Data extract:

++++++++

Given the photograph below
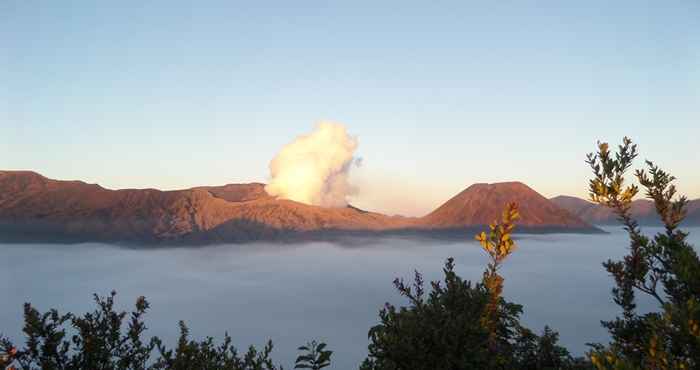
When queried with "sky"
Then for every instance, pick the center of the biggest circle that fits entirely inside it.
(440, 95)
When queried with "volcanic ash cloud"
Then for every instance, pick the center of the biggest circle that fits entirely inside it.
(314, 168)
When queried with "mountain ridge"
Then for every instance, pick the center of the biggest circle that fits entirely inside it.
(36, 208)
(642, 210)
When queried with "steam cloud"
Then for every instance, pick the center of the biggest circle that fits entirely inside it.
(314, 168)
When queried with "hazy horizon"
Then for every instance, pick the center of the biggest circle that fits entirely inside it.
(439, 97)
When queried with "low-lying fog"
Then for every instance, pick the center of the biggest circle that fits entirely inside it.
(295, 293)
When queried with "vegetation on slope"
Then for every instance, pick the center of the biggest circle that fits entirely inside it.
(456, 325)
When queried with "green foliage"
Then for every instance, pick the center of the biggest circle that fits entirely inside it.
(314, 356)
(101, 340)
(664, 267)
(444, 330)
(191, 354)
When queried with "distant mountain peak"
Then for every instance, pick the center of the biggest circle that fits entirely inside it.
(33, 207)
(480, 204)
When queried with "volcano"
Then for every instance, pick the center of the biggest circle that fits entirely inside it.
(38, 209)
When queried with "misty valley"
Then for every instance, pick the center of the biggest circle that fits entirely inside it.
(291, 293)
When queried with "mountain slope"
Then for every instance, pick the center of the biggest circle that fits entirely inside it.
(35, 208)
(480, 204)
(32, 205)
(642, 210)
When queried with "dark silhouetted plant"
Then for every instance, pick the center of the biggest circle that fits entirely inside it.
(314, 356)
(664, 267)
(458, 325)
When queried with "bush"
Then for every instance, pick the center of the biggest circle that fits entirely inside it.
(664, 267)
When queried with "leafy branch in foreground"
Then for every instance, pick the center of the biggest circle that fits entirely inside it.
(499, 245)
(101, 340)
(664, 267)
(459, 325)
(314, 356)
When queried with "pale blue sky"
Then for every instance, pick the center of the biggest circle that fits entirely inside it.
(441, 95)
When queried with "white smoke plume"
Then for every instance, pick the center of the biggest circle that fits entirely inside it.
(314, 168)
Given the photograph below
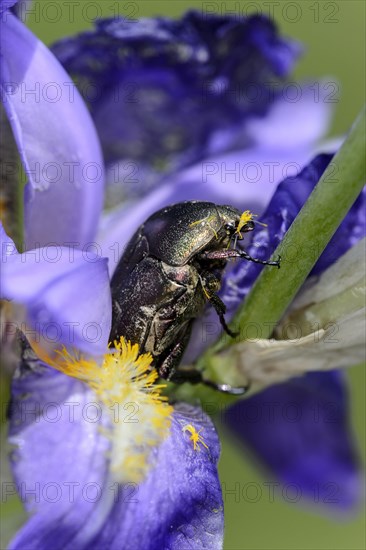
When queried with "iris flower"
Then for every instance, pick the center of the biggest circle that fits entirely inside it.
(89, 479)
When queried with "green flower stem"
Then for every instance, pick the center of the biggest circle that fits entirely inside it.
(302, 245)
(304, 242)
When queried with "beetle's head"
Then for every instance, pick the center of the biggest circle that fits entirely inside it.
(241, 223)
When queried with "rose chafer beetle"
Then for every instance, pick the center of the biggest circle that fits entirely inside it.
(171, 268)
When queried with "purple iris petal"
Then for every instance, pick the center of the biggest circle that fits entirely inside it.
(60, 458)
(56, 140)
(209, 66)
(180, 503)
(6, 4)
(66, 294)
(300, 432)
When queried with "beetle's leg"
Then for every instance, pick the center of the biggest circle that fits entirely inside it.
(210, 284)
(232, 253)
(168, 370)
(220, 309)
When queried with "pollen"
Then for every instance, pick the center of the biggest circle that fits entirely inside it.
(195, 436)
(137, 417)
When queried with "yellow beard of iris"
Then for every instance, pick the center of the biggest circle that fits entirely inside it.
(139, 417)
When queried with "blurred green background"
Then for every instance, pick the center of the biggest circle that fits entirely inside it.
(334, 36)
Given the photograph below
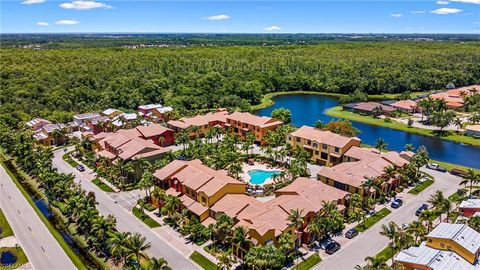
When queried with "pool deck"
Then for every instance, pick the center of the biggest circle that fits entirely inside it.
(257, 166)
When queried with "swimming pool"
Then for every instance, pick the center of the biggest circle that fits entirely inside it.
(258, 177)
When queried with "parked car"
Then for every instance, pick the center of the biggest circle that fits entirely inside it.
(435, 166)
(421, 209)
(396, 203)
(351, 233)
(332, 247)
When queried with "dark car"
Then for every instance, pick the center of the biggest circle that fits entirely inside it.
(351, 233)
(332, 247)
(396, 203)
(421, 209)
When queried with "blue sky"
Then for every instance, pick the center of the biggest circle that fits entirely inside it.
(41, 16)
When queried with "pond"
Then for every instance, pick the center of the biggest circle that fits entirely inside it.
(306, 109)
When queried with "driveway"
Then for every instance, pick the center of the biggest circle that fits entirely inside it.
(125, 220)
(41, 248)
(369, 243)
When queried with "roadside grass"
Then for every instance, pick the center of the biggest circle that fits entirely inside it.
(202, 261)
(70, 253)
(150, 222)
(5, 228)
(100, 184)
(18, 253)
(421, 187)
(69, 160)
(370, 221)
(309, 263)
(340, 113)
(386, 253)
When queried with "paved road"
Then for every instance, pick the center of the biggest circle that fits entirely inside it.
(41, 248)
(125, 220)
(371, 242)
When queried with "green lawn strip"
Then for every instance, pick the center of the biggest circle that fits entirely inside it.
(309, 263)
(450, 166)
(386, 254)
(4, 226)
(421, 187)
(100, 184)
(19, 254)
(370, 221)
(70, 253)
(202, 261)
(69, 160)
(150, 222)
(340, 113)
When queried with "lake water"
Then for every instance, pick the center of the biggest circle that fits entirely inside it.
(306, 109)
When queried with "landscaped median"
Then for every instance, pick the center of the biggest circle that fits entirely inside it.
(340, 113)
(309, 262)
(370, 221)
(150, 222)
(419, 188)
(203, 261)
(68, 250)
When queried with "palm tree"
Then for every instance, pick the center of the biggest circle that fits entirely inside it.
(118, 243)
(225, 261)
(380, 144)
(135, 248)
(240, 240)
(390, 231)
(417, 229)
(472, 178)
(158, 264)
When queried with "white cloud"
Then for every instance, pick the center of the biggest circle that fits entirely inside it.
(467, 1)
(272, 28)
(32, 2)
(219, 17)
(445, 11)
(84, 5)
(67, 22)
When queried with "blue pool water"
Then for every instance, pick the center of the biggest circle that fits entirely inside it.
(258, 177)
(306, 109)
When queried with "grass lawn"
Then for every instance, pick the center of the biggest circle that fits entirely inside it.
(4, 226)
(370, 221)
(386, 254)
(99, 183)
(69, 251)
(18, 252)
(146, 219)
(421, 187)
(69, 159)
(340, 113)
(202, 261)
(309, 263)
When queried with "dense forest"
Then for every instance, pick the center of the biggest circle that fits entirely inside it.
(55, 83)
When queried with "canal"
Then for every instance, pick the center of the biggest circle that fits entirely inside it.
(306, 109)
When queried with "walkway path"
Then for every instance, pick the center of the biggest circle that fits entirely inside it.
(371, 242)
(41, 248)
(127, 222)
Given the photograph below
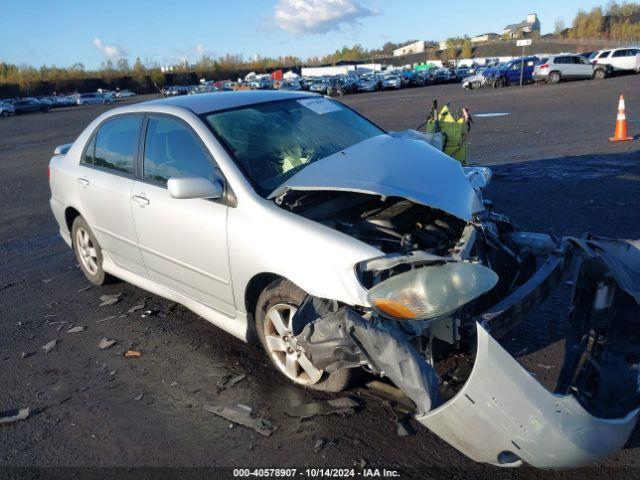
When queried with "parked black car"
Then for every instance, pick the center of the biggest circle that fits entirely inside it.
(27, 106)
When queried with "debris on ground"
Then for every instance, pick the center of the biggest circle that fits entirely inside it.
(61, 326)
(405, 427)
(229, 381)
(135, 308)
(109, 299)
(389, 394)
(323, 442)
(241, 414)
(11, 416)
(106, 343)
(77, 329)
(49, 346)
(340, 406)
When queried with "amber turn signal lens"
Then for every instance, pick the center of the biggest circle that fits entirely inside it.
(394, 308)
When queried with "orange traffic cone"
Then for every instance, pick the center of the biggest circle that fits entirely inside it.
(621, 124)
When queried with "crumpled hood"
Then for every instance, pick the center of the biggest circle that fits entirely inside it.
(393, 166)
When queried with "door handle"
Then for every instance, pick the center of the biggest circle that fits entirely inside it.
(140, 200)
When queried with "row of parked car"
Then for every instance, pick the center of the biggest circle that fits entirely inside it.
(557, 67)
(333, 85)
(17, 106)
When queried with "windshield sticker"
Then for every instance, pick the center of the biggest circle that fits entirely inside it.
(319, 105)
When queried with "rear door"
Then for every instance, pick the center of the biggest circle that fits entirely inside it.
(183, 242)
(105, 177)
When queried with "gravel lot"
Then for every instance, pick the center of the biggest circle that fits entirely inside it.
(555, 170)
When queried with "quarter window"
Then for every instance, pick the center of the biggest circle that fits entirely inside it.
(90, 151)
(116, 144)
(171, 149)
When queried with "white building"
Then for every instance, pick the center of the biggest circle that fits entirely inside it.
(485, 37)
(415, 47)
(524, 28)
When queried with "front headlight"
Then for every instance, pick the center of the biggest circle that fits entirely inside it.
(432, 291)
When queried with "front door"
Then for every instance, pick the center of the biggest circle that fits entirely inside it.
(183, 242)
(104, 181)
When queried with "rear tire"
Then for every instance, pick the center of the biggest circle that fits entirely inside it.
(88, 252)
(275, 301)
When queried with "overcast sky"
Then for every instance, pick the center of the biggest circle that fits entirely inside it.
(63, 32)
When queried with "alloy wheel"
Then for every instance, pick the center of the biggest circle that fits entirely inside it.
(289, 357)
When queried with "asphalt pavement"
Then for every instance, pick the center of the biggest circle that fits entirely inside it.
(555, 170)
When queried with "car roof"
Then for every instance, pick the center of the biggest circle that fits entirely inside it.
(211, 102)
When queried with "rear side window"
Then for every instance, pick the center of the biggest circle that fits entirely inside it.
(116, 144)
(172, 149)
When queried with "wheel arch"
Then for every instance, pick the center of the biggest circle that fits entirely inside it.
(254, 288)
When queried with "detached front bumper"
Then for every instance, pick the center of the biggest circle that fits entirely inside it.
(502, 415)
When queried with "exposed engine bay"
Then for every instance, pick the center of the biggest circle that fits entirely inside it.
(447, 287)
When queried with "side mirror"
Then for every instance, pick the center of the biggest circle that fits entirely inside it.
(195, 187)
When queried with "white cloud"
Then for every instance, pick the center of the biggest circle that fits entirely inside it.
(317, 16)
(110, 52)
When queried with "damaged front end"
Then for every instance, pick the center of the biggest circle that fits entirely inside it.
(500, 414)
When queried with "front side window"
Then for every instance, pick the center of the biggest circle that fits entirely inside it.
(117, 144)
(171, 149)
(272, 141)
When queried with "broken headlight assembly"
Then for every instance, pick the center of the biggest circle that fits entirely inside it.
(431, 291)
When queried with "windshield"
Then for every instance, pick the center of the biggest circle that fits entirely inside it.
(272, 141)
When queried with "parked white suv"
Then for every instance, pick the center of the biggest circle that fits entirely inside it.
(554, 68)
(342, 246)
(620, 59)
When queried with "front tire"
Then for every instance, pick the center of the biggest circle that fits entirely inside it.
(88, 252)
(274, 310)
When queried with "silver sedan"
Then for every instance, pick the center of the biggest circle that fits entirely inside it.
(289, 218)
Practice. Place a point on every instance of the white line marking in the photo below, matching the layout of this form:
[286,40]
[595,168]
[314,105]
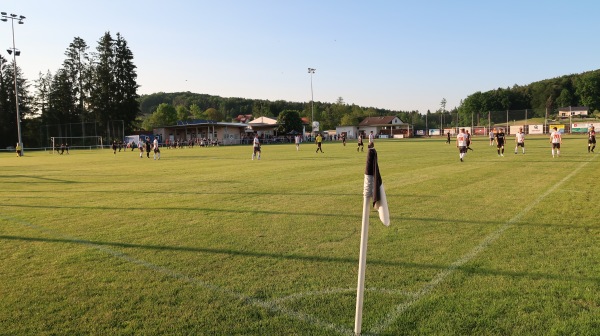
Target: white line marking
[396,312]
[272,306]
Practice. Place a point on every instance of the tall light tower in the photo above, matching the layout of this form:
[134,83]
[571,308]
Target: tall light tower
[311,71]
[15,52]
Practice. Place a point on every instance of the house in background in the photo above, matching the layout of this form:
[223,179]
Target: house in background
[567,112]
[223,133]
[265,127]
[385,127]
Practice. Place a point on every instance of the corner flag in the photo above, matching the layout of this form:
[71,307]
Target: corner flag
[378,192]
[373,187]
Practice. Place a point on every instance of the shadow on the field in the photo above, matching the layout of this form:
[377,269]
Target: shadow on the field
[201,210]
[42,179]
[467,269]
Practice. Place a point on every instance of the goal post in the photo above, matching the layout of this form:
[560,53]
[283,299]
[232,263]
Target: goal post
[84,142]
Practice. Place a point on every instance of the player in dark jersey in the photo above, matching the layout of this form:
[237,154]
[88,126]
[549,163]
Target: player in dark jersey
[148,147]
[591,139]
[500,142]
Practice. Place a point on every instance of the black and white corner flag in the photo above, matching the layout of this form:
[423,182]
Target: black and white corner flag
[378,192]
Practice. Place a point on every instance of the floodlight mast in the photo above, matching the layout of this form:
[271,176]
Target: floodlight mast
[311,71]
[15,53]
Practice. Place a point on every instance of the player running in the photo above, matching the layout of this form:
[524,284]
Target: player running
[591,139]
[156,149]
[500,136]
[360,146]
[520,140]
[256,148]
[555,140]
[461,144]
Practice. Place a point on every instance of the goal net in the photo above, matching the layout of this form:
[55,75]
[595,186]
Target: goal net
[60,144]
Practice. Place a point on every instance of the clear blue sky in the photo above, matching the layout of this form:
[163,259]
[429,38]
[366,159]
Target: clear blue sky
[394,54]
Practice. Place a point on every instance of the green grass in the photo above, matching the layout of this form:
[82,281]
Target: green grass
[207,242]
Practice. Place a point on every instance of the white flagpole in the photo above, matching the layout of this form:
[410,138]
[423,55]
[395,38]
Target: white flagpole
[362,262]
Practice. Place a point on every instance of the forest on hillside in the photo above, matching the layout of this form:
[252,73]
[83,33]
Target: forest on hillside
[539,99]
[96,94]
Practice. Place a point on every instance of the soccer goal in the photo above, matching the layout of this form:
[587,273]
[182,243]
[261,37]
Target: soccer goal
[62,144]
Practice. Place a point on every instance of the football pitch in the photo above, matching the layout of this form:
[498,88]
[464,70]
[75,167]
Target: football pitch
[206,241]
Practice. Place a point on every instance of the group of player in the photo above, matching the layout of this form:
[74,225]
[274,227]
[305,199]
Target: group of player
[147,145]
[318,141]
[463,141]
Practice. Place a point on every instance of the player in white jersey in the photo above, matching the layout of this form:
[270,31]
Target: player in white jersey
[555,140]
[156,149]
[141,148]
[256,148]
[461,144]
[591,139]
[520,140]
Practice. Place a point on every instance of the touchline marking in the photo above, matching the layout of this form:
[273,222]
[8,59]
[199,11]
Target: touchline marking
[272,306]
[399,309]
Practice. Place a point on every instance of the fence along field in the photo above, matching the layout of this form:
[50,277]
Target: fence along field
[208,242]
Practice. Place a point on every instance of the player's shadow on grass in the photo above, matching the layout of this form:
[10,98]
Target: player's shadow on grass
[467,269]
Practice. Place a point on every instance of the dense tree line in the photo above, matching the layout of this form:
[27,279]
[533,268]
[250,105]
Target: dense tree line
[87,89]
[188,106]
[540,99]
[98,88]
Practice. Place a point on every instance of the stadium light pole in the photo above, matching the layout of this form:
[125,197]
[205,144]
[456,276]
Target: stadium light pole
[311,71]
[15,53]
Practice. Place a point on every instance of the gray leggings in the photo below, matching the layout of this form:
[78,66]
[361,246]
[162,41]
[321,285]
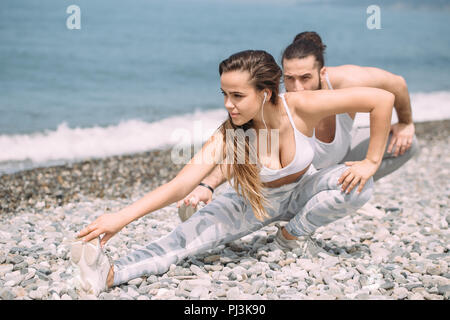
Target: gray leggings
[314,200]
[360,144]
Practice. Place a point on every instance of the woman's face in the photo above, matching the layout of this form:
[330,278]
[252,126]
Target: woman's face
[301,74]
[241,99]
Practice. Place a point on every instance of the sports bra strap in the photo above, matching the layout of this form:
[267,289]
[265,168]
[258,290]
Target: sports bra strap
[287,110]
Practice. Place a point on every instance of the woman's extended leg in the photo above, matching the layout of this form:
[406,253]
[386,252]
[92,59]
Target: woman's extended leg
[228,217]
[318,201]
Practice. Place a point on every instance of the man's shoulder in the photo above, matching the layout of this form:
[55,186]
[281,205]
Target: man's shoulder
[346,75]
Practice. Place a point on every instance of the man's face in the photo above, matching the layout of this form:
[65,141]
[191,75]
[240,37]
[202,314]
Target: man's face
[301,74]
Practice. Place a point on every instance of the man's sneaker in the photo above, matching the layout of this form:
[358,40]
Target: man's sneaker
[186,211]
[305,244]
[91,264]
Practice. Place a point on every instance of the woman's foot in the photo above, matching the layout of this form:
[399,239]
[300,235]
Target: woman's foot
[93,266]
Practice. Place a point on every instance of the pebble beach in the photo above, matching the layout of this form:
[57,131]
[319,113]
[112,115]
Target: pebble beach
[400,251]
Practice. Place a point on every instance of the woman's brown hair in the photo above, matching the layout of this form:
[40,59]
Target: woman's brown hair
[264,74]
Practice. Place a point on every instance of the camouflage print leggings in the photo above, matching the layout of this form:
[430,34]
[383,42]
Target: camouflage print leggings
[314,200]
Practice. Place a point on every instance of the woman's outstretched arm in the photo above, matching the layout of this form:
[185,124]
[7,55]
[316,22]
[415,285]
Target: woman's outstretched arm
[185,181]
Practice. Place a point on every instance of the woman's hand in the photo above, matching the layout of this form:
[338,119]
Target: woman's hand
[109,224]
[200,193]
[402,137]
[359,172]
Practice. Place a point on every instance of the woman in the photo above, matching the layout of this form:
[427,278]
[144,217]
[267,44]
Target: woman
[283,186]
[334,141]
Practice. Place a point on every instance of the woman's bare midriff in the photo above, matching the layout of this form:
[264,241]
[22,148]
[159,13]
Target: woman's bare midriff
[285,180]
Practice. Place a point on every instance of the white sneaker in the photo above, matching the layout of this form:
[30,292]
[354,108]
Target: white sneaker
[186,211]
[91,264]
[305,244]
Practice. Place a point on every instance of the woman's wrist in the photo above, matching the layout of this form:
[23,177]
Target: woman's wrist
[206,186]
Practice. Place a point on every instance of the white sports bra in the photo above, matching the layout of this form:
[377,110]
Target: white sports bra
[327,154]
[304,154]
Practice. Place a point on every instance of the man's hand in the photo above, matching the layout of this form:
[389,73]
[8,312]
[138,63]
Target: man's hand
[402,137]
[200,193]
[358,172]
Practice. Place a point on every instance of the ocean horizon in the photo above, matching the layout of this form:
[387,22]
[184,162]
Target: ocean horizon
[141,75]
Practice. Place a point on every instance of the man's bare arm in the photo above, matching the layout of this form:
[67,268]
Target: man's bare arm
[357,76]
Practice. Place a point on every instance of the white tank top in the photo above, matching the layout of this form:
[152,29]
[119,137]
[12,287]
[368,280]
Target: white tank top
[304,153]
[327,154]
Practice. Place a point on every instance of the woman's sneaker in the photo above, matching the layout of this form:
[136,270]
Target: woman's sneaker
[92,266]
[306,245]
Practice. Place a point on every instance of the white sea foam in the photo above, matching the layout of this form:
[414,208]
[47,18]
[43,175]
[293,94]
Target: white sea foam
[67,144]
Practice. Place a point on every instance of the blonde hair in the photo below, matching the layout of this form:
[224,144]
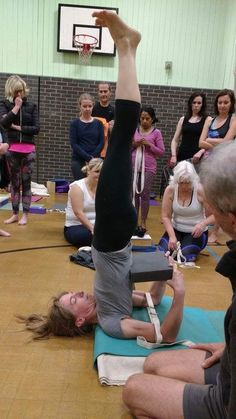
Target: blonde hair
[95,163]
[184,172]
[58,322]
[85,96]
[13,84]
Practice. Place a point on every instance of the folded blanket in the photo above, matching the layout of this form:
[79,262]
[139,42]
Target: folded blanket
[117,359]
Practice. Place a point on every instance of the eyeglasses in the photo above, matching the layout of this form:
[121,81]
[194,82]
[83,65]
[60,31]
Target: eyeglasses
[73,300]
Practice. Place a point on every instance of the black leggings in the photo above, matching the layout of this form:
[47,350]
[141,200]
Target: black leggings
[116,217]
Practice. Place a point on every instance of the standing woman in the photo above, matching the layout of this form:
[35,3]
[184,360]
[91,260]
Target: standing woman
[189,128]
[147,146]
[86,136]
[215,132]
[19,118]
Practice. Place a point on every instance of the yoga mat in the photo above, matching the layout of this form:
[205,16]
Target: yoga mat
[154,203]
[58,206]
[198,325]
[36,198]
[8,206]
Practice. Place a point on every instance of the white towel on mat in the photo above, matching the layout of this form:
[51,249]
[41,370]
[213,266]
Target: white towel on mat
[115,370]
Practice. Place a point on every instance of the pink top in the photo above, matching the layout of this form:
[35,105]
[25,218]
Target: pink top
[22,148]
[156,148]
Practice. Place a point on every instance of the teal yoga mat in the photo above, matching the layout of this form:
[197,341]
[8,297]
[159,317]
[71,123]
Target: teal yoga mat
[198,325]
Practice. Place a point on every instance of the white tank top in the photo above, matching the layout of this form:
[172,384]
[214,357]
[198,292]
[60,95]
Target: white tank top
[89,205]
[185,218]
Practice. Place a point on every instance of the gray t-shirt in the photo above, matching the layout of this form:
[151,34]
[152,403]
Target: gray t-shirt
[113,289]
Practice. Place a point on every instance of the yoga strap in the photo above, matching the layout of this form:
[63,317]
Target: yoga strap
[141,341]
[177,254]
[139,165]
[181,260]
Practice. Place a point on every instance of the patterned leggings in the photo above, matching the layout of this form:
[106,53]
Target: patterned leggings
[143,198]
[20,167]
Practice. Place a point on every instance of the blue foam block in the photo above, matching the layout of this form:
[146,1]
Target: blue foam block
[198,325]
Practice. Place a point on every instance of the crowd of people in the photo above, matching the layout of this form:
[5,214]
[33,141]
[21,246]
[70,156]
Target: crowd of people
[196,383]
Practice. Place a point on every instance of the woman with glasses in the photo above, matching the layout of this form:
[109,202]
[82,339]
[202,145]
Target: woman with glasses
[19,117]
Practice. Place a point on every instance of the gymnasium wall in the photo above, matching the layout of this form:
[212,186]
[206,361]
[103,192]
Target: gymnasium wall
[197,36]
[57,101]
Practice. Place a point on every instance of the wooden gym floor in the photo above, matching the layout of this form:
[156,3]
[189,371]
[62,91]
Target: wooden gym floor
[55,378]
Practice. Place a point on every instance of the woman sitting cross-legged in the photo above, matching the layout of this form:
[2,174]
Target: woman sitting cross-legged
[183,213]
[80,210]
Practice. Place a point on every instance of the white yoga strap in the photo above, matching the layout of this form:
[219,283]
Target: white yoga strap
[139,166]
[177,254]
[141,341]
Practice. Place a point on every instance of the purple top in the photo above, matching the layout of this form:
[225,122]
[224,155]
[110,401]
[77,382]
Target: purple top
[155,150]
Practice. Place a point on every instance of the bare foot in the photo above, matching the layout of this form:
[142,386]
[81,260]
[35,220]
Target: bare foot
[4,233]
[23,219]
[13,219]
[123,36]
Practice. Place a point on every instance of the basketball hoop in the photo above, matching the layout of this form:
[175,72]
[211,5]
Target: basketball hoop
[85,45]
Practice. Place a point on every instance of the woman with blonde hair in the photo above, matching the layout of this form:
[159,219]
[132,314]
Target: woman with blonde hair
[19,118]
[80,210]
[86,136]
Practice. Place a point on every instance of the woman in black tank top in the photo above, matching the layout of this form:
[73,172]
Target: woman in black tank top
[215,132]
[189,128]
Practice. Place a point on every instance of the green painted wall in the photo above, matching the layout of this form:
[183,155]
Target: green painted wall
[199,37]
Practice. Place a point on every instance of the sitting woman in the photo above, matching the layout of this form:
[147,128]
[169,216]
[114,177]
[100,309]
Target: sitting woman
[80,210]
[183,213]
[74,313]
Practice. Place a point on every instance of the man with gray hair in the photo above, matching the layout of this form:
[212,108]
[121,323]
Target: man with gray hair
[199,383]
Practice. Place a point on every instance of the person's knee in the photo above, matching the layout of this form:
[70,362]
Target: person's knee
[131,391]
[151,364]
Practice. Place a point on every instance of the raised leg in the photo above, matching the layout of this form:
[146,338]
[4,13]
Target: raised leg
[115,214]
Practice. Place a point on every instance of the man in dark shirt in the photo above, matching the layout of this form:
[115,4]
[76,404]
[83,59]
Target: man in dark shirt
[199,383]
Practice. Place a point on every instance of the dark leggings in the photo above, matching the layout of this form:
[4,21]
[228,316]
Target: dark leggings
[78,235]
[116,217]
[20,168]
[190,246]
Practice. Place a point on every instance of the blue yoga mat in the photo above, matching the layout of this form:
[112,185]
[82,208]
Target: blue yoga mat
[198,325]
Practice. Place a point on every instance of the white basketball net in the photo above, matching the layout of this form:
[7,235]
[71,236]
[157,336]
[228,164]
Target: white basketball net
[85,45]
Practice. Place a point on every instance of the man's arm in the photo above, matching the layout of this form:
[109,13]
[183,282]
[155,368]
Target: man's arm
[171,324]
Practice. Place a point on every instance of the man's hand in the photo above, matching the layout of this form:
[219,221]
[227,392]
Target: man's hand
[18,101]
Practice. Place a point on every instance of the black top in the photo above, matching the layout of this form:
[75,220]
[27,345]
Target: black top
[227,267]
[106,112]
[27,118]
[191,132]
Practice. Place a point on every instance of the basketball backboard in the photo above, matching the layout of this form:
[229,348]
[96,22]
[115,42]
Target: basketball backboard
[74,20]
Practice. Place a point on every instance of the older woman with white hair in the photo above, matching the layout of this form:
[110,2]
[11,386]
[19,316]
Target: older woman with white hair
[80,210]
[183,213]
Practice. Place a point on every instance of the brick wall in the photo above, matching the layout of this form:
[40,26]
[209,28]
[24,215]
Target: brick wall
[57,101]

++++++++

Goal of the exercise:
State the number of lines in the material above that hold the word "headlight", adding nothing else.

Output for this task:
2